>> Begin Input
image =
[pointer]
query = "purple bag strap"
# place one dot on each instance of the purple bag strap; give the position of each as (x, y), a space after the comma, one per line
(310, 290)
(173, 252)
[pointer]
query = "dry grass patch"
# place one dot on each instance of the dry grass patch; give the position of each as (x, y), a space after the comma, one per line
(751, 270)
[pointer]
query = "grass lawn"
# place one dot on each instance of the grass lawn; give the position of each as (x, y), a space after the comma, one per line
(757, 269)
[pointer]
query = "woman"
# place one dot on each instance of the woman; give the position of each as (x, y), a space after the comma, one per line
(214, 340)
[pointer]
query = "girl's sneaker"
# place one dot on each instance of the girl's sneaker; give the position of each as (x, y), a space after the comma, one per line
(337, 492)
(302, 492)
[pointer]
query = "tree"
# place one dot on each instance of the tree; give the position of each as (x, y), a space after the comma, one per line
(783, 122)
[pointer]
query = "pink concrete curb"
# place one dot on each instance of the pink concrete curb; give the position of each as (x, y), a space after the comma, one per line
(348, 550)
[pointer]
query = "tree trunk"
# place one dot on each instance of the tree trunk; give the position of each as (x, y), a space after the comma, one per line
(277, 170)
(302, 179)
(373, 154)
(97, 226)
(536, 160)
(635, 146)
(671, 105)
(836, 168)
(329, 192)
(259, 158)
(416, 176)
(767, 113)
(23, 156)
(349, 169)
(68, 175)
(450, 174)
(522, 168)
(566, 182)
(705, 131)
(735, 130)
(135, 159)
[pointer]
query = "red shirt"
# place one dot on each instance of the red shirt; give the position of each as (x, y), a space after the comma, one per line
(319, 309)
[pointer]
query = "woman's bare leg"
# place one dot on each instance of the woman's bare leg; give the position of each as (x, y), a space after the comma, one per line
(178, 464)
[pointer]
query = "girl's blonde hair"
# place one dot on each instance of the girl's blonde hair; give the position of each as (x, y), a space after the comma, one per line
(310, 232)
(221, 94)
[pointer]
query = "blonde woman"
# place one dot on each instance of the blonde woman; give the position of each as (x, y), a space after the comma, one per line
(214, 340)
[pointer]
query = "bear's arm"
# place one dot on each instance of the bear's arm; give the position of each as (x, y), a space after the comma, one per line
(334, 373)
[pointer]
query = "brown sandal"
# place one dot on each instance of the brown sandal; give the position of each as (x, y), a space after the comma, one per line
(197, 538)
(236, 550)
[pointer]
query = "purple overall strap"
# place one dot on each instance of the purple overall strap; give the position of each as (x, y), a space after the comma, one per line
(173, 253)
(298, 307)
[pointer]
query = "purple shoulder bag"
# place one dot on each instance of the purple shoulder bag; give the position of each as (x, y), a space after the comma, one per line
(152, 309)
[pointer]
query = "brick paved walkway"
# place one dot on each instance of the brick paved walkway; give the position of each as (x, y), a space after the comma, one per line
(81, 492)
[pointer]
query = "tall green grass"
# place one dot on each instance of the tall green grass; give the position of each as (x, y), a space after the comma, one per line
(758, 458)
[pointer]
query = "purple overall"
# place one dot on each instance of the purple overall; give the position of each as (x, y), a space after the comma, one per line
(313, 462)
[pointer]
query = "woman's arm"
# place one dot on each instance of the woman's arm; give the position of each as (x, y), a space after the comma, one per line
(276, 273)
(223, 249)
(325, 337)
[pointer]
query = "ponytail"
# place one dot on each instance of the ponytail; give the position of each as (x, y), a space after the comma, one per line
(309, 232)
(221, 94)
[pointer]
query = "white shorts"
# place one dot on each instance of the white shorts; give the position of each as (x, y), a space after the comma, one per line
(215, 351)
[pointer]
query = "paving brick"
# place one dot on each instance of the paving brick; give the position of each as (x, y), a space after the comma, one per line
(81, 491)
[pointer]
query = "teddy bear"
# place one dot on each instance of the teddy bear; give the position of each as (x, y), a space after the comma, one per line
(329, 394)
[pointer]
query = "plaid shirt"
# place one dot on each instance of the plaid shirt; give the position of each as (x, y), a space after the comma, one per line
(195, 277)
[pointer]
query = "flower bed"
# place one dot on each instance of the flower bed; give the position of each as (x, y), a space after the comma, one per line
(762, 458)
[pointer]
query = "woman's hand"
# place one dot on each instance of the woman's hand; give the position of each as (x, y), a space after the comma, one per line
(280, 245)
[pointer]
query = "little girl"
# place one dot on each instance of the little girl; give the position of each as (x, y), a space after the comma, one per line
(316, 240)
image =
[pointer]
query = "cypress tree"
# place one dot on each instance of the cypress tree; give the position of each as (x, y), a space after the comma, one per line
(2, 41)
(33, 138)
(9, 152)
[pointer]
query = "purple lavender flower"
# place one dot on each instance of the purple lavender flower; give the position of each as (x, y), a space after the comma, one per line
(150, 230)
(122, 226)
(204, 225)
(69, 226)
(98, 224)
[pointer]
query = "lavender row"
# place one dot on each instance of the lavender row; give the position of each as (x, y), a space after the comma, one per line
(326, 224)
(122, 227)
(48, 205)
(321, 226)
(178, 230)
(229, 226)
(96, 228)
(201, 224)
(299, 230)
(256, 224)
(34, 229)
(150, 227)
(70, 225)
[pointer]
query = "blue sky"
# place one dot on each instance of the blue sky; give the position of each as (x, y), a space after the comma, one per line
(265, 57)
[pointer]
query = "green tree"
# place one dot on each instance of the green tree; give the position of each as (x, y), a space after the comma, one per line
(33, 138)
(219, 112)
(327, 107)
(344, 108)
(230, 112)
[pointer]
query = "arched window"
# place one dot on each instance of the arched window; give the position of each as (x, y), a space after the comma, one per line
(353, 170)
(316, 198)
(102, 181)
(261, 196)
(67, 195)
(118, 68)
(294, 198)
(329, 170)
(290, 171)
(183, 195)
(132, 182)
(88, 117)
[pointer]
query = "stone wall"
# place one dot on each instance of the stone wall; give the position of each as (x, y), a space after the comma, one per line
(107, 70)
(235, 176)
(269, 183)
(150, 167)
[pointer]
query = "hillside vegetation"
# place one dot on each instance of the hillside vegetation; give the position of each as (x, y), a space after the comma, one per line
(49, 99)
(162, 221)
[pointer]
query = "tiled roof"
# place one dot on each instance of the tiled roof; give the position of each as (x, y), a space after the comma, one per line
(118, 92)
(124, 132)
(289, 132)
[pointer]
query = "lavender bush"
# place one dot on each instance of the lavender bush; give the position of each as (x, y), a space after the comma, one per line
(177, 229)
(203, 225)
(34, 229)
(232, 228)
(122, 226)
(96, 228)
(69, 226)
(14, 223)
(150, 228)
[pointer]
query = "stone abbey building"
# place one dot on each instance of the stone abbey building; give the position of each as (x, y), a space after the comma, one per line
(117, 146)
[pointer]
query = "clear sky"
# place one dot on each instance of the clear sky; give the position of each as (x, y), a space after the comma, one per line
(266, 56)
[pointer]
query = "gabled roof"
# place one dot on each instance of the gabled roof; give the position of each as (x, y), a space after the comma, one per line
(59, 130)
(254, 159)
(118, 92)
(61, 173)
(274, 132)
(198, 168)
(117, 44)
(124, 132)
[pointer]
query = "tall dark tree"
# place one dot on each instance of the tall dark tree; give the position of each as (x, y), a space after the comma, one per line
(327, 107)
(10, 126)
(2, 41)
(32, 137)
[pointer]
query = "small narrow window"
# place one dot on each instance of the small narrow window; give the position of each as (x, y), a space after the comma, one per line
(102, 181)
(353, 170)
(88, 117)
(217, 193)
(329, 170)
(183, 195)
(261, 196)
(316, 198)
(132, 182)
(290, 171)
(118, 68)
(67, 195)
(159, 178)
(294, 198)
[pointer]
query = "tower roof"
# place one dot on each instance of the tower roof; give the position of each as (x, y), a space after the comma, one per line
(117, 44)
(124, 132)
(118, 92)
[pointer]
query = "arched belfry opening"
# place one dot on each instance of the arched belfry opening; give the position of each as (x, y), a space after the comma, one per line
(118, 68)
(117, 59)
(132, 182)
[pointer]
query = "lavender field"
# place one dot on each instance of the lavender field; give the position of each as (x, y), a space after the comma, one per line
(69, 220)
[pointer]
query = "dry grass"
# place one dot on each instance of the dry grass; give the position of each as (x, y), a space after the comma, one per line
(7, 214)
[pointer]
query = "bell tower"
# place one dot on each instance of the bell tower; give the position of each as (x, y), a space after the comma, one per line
>> End Input
» **Task instructions**
Gather every line in the material above that contains the word "overall", and copy each one in full. Case counts.

» **Answer to the exercise**
query = "purple overall strap"
# place one dot on each instance of the purple overall strap; give the position of each as (x, y), a space after the comma, one per line
query = "purple overall"
# place one dot on each instance of the purple overall; give the position of each as (x, y), a space after the comma, one per line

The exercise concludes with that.